• PROBLEM TO SOLVE
All entries should be printed precisely as written.

• INPUT DATA
Segment Open

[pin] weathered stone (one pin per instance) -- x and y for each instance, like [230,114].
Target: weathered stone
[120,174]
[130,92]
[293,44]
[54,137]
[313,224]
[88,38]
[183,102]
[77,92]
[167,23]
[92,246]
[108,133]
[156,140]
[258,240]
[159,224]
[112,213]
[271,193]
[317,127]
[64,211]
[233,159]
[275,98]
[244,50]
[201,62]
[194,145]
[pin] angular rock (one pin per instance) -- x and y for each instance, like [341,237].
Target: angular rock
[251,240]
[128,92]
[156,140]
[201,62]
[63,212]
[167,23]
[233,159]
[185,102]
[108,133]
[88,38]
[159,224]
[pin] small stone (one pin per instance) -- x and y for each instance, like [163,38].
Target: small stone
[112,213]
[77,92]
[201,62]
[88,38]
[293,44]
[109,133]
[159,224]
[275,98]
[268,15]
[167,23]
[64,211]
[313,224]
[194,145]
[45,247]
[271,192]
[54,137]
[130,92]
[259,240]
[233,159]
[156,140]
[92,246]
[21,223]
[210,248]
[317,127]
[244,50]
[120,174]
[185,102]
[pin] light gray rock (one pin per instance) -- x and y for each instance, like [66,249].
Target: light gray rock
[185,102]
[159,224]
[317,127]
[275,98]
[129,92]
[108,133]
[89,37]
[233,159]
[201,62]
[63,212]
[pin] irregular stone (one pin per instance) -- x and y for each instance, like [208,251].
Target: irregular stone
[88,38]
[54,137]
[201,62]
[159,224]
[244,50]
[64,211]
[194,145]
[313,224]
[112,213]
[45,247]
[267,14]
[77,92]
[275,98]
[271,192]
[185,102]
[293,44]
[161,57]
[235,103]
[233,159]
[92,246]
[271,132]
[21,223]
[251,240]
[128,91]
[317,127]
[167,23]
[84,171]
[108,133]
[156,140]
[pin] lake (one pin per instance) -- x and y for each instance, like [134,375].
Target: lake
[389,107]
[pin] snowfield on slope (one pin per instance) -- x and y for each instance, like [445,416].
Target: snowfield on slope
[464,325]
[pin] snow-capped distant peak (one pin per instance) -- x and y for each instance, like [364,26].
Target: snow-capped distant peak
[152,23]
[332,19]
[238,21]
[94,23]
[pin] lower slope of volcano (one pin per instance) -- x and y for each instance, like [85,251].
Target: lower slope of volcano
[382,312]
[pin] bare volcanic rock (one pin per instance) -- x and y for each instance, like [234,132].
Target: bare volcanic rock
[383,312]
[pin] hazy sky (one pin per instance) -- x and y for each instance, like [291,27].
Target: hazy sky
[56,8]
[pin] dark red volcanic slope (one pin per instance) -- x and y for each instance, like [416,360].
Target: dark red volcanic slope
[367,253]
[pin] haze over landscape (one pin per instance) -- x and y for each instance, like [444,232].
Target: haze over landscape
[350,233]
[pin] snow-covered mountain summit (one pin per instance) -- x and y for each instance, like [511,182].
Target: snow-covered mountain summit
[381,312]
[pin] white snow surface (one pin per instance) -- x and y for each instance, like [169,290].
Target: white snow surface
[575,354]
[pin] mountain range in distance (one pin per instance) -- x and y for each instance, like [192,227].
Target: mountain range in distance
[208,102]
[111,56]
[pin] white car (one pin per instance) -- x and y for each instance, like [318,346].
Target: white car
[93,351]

Segment Closed

• RESULT OF THIS EXERCISE
[pin] weathered stone (one pin per instance) -- x and y for each instance, like [230,114].
Target: weathered stone
[120,174]
[130,92]
[293,44]
[54,137]
[313,224]
[88,38]
[183,102]
[77,92]
[167,23]
[92,246]
[108,133]
[156,140]
[258,240]
[159,224]
[112,213]
[271,193]
[317,127]
[64,211]
[233,159]
[275,98]
[244,50]
[201,62]
[194,145]
[pin] angular rock (one pin per instance) -- x and y for each instance, like [341,237].
Target: angular rock
[251,240]
[128,92]
[156,140]
[201,62]
[63,212]
[167,23]
[233,159]
[185,102]
[108,133]
[88,38]
[159,224]
[pin] small stone (one pin per instance) -- x and y for each instance, like [163,38].
Target: small stone
[112,213]
[77,92]
[201,62]
[88,38]
[293,44]
[109,133]
[159,224]
[275,98]
[268,15]
[167,23]
[64,211]
[313,224]
[194,145]
[45,247]
[271,192]
[54,137]
[130,92]
[259,240]
[233,159]
[156,140]
[92,246]
[21,223]
[210,248]
[317,127]
[244,50]
[120,174]
[185,102]
[pin] light gray rock (one pin per instance) -- x and y for each instance, like [66,249].
Target: light gray rock
[185,102]
[159,224]
[317,127]
[275,98]
[129,92]
[108,133]
[89,37]
[233,159]
[201,62]
[63,212]
[pin] irregular stone (one pin per instance) -- x and y for each instance, like [208,251].
Target: irregular stone
[88,38]
[54,137]
[201,62]
[159,224]
[244,50]
[64,211]
[194,145]
[313,224]
[112,213]
[45,247]
[267,14]
[77,92]
[275,98]
[271,192]
[185,102]
[293,44]
[161,57]
[235,103]
[233,159]
[92,246]
[271,132]
[21,223]
[251,240]
[128,91]
[317,127]
[167,23]
[84,171]
[108,133]
[156,140]
[pin] lake (one pin per instance) -- x and y for each instance, like [134,375].
Target: lake
[389,107]
[pin] snowfield on slope (one pin per instance) -- x and y for each instance, like [445,416].
Target: snowfield on slope
[464,325]
[pin] snow-capped distant peak (one pin per instance) -- x and y for each instance, like [364,26].
Target: snow-capped distant peak
[152,23]
[332,19]
[238,21]
[94,23]
[pin] lower slope of volcano (one pin per instance) -- x and y for each instance, like [85,251].
Target: lower slope of volcano
[382,312]
[pin] bare volcanic rock (one pin per instance) -- x and y for each instance, like [234,132].
Target: bare volcanic rock
[383,312]
[pin] hazy sky (one pin per instance) -- x and y for each instance, like [291,27].
Target: hazy sky
[56,8]
[pin] dark red volcanic slope (one pin per instance) -- x and y for each instance, like [416,360].
Target: dark red volcanic slope
[367,253]
[pin] haze over landscape (one pin per instance) -- x and y for each instance, like [444,232].
Target: haze over landscape
[350,233]
[pin] snow-covered mountain summit (one pin per instance) -- x and y for each instance, like [511,182].
Target: snow-covered mountain summit
[381,312]
[pin] white snow surface (one pin per instance) -- x and y for each instance, like [169,290].
Target: white snow surface
[575,354]
[pin] mountain range in distance (one pin per instance) -- x and y for each instance, like [192,227].
Target: mountain range in distance
[208,102]
[111,56]
[pin] white car (one pin per instance) -- x and y for each instance, like [318,346].
Target: white car
[93,351]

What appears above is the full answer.